§ What to produce: If a line of the data below holds the string "task", copy it.

§ Excerpted records:
- Opening Delimiter -
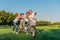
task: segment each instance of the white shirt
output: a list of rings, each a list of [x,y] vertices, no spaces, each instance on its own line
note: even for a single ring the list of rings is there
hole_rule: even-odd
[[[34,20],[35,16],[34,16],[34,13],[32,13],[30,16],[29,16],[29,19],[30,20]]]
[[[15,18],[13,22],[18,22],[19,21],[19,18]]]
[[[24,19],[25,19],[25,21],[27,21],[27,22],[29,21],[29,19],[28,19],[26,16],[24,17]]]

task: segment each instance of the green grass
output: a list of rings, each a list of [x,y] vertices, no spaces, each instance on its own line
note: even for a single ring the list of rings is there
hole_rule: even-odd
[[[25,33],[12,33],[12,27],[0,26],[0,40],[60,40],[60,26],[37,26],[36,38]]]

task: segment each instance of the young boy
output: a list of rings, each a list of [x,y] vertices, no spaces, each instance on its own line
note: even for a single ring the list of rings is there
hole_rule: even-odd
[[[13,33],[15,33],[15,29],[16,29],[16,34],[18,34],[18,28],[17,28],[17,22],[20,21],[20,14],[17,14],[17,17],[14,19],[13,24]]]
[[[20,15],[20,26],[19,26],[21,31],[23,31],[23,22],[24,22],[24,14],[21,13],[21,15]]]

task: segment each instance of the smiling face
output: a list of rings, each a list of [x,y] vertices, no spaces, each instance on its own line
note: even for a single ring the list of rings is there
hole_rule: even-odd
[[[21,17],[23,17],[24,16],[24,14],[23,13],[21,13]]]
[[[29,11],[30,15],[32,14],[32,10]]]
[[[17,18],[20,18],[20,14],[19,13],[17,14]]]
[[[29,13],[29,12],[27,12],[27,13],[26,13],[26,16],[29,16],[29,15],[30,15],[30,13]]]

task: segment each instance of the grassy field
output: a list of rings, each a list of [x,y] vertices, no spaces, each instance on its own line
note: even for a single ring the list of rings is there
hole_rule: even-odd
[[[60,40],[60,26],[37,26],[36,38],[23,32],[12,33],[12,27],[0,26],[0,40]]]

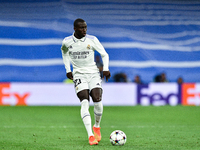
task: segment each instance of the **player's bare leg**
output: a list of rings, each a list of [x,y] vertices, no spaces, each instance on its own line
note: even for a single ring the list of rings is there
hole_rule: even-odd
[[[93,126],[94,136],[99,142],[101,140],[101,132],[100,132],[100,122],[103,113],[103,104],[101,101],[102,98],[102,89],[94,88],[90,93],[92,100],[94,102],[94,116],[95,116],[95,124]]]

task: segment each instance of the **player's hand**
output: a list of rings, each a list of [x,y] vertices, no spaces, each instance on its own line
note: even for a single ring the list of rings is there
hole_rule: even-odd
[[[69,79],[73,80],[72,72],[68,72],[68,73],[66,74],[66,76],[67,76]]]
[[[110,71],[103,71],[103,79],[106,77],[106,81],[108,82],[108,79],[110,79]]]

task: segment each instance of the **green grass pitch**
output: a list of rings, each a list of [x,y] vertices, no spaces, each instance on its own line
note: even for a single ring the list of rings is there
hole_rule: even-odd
- Closing Delimiter -
§ Finished exercise:
task: segment each instance of the white shirt
task: segment each instance of the green grass
task: segment each instance of the young boy
task: segment each instance of the smiling face
task: segment each instance of the grassy field
task: segment each instance of the **player's bare leg**
task: segment each instance of the **player's hand**
task: segment each instance of the **green grass pitch**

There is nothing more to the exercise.